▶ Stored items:
____
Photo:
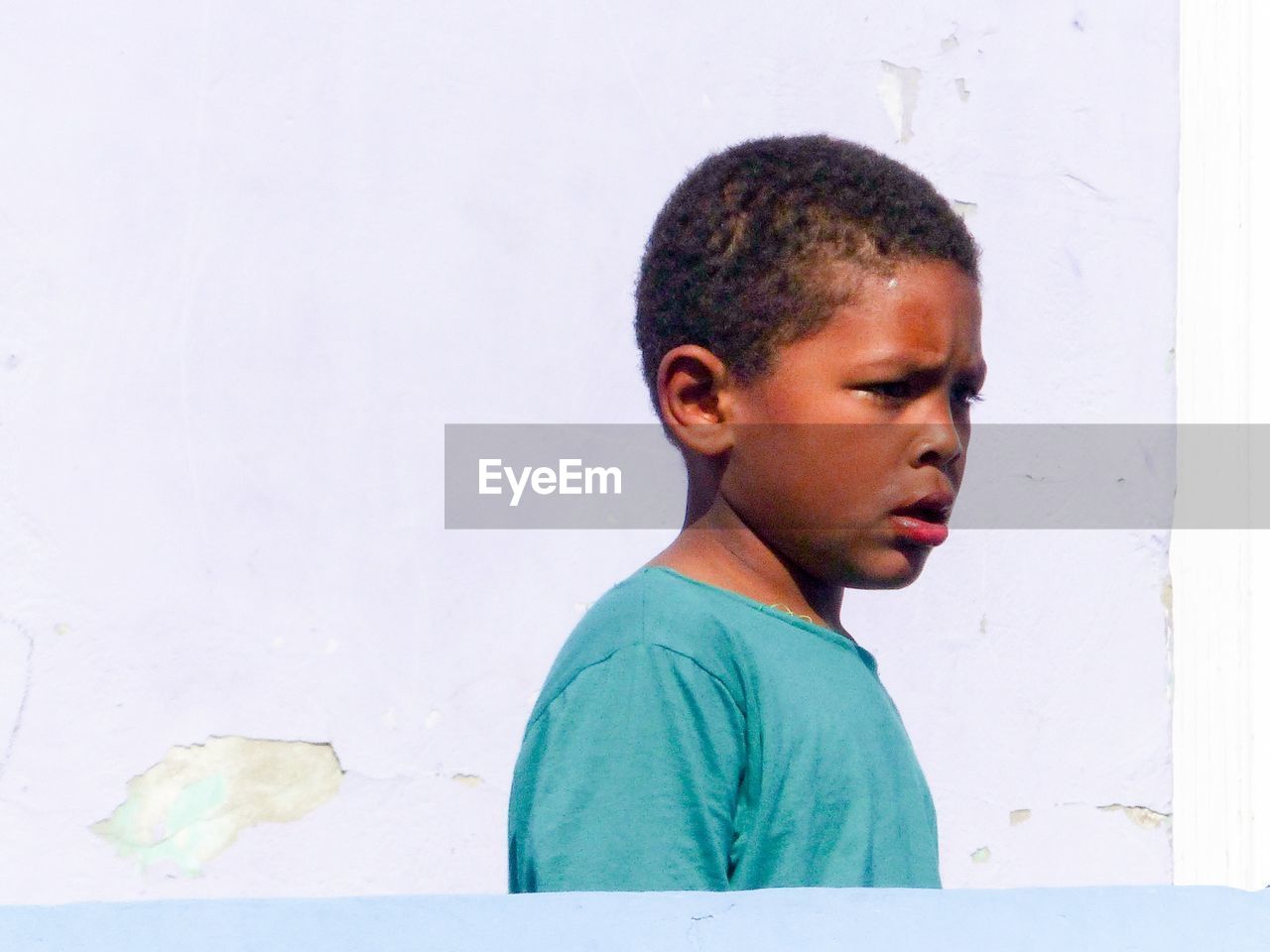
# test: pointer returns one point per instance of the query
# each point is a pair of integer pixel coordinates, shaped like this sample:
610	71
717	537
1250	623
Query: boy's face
____
▶ Action item: Give back every entry word for word, and drop the pictures as you go.

▶ Problem solution:
Photo:
# test: pointer returns one point per instance of the query
# each point is a pair of integer pixel coordinates, shaped like this sample:
610	71
717	537
1250	623
Query: boy's face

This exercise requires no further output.